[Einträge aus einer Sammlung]
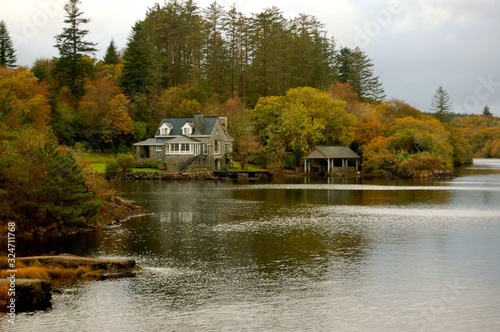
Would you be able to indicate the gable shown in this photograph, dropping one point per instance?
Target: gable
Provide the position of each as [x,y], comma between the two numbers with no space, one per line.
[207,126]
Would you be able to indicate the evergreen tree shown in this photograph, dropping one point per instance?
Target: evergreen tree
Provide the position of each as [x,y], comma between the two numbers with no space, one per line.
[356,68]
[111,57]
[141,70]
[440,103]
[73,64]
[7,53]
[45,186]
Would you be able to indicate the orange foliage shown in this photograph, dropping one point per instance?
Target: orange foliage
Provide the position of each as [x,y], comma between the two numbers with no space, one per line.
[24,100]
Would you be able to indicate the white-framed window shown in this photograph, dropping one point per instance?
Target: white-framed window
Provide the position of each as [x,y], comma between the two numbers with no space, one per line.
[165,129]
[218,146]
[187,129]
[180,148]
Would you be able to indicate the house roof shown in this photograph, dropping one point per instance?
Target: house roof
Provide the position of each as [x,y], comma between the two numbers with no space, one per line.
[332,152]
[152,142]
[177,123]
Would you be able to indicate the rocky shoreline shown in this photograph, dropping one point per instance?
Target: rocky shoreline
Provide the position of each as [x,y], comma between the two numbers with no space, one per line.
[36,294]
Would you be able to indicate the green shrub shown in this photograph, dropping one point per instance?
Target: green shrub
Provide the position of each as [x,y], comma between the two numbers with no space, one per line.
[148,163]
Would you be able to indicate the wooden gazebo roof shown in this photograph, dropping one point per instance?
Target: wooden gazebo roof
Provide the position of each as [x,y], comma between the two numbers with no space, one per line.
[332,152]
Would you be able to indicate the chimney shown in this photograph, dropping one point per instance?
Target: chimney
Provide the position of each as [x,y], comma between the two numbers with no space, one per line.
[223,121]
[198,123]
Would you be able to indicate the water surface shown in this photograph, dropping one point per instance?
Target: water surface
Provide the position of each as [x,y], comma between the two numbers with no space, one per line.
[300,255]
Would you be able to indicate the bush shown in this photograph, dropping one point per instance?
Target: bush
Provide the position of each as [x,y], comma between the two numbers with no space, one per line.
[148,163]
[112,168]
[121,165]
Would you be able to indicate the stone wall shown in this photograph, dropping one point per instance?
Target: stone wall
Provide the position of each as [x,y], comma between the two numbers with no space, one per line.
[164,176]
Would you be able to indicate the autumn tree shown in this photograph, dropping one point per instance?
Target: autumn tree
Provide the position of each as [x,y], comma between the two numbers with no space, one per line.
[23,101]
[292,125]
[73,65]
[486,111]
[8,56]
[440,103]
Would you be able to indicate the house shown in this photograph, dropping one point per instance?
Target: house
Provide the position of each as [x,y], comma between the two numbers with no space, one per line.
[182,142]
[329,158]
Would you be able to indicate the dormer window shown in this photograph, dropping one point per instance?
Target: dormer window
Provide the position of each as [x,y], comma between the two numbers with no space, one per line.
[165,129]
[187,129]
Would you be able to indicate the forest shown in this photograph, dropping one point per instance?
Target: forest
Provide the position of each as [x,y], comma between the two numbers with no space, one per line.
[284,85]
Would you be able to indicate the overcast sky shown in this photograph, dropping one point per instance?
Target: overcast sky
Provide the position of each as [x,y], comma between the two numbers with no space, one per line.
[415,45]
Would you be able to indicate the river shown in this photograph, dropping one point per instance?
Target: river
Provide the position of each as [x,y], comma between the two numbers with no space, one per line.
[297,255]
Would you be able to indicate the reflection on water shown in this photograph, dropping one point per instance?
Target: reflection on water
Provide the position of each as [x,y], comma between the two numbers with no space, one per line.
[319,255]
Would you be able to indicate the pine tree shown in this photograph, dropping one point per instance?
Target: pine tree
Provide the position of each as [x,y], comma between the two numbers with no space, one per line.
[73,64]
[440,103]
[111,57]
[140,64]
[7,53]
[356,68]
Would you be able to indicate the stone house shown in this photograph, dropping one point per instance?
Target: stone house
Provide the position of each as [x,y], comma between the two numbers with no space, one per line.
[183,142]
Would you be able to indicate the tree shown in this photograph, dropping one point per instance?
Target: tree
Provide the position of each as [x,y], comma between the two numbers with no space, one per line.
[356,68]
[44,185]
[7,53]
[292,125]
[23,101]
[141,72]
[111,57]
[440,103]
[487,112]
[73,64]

* * *

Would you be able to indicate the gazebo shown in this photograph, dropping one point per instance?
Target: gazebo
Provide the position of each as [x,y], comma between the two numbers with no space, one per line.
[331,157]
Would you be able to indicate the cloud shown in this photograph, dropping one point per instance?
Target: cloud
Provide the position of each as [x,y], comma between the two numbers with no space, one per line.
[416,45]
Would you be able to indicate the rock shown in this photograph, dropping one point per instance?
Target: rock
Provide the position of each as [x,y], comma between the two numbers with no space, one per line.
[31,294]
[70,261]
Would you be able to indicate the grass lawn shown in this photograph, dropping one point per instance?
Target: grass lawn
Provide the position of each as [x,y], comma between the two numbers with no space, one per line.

> Arbeitsanweisung
Finden Sie in der Auflistung jede Zeile, die die Zeichenfolge „wooden“ enthält, und schreiben Sie diese Zeilen ab. Dabei ist auf Groß- und Kleinschreibung zu achten.

> Lösung folgt
Would you be able to indicate the wooden gazebo roof shown in this photograph, dropping one point per instance?
Target: wooden gazebo roof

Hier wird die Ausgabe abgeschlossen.